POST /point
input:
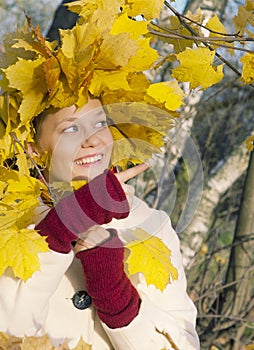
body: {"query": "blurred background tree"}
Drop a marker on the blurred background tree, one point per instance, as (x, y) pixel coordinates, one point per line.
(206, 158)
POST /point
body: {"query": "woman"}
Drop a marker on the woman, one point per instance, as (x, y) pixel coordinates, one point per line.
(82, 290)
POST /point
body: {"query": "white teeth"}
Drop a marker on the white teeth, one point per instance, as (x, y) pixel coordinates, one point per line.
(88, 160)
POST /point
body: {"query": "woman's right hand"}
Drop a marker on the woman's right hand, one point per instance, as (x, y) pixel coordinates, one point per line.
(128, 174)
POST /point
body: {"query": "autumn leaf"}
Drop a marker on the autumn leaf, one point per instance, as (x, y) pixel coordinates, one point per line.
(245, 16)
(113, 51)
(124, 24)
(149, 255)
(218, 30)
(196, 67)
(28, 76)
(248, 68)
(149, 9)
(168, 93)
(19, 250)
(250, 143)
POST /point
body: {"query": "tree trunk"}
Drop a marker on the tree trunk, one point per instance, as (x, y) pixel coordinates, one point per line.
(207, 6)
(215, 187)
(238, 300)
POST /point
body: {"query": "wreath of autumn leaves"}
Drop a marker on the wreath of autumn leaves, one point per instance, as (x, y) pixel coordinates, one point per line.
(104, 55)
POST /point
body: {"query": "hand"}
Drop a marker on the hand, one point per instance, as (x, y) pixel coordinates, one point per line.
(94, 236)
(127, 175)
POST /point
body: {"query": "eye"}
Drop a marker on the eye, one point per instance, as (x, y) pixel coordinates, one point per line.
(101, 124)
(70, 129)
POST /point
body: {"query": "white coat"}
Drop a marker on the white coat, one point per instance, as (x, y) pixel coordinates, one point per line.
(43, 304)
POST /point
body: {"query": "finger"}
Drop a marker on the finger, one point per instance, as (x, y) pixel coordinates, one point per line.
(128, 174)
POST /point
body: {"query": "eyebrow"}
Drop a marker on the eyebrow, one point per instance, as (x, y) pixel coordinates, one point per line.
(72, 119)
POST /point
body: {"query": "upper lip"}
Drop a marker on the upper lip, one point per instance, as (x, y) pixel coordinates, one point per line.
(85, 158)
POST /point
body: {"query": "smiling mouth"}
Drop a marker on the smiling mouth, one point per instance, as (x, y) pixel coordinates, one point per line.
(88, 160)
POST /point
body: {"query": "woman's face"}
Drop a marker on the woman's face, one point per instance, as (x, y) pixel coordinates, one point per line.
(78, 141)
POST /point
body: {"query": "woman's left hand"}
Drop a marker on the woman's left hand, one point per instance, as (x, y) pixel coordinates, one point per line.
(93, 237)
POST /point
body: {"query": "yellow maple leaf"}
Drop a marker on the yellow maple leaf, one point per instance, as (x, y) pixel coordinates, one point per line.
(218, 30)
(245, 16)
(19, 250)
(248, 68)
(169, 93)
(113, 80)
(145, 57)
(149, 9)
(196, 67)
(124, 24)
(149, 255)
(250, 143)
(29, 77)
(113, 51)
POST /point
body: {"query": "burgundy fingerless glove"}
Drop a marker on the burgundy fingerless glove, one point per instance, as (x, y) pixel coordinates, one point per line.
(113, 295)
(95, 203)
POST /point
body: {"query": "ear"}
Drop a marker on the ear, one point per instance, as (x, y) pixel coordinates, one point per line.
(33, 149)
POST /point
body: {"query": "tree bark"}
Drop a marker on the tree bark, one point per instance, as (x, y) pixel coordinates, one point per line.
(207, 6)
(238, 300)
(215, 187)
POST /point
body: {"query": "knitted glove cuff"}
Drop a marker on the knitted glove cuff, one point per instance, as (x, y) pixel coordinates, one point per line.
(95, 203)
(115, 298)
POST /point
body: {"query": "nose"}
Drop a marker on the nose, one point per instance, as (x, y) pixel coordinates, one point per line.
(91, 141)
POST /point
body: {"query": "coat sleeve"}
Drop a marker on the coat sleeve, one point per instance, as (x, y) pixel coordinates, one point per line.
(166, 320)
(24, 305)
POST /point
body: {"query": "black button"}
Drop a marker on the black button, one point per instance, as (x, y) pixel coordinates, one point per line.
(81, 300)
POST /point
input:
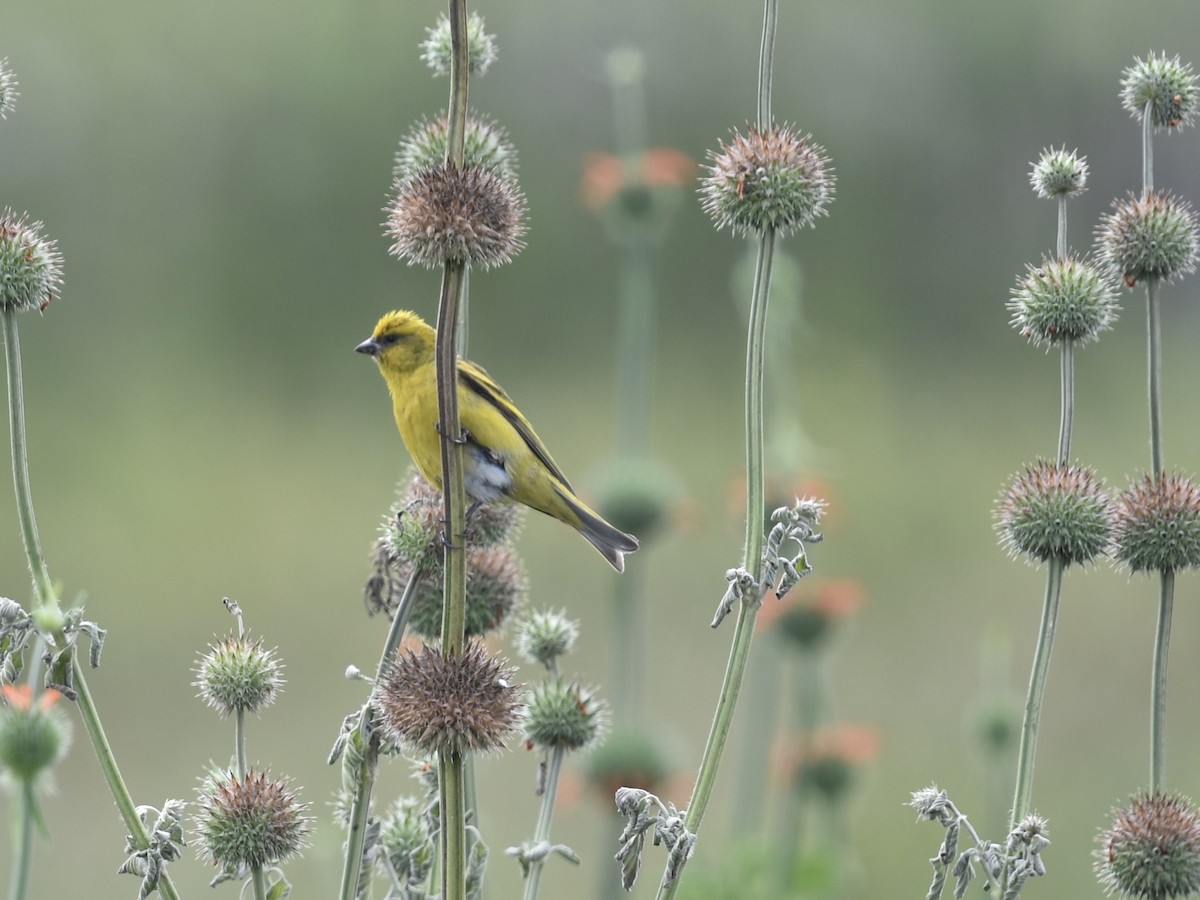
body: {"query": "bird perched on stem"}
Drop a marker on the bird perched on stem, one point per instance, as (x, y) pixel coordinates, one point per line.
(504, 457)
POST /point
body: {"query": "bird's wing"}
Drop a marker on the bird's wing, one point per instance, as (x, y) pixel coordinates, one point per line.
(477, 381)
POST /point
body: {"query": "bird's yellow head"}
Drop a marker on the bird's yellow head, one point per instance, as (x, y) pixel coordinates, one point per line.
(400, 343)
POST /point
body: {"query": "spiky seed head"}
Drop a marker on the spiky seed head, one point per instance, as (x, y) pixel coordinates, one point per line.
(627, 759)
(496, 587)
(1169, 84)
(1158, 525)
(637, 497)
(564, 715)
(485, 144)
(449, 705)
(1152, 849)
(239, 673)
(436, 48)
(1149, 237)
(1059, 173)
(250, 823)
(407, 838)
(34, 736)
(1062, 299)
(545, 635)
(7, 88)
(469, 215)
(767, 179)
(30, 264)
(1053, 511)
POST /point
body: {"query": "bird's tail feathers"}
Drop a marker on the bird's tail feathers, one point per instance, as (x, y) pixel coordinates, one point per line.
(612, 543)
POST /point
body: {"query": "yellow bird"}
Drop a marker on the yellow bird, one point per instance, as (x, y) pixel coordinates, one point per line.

——

## To do
Count the lines in the items above that contain the string "woman", treating uppercase and lowercase letters as different. Reply with the number alone.

## Solved problem
8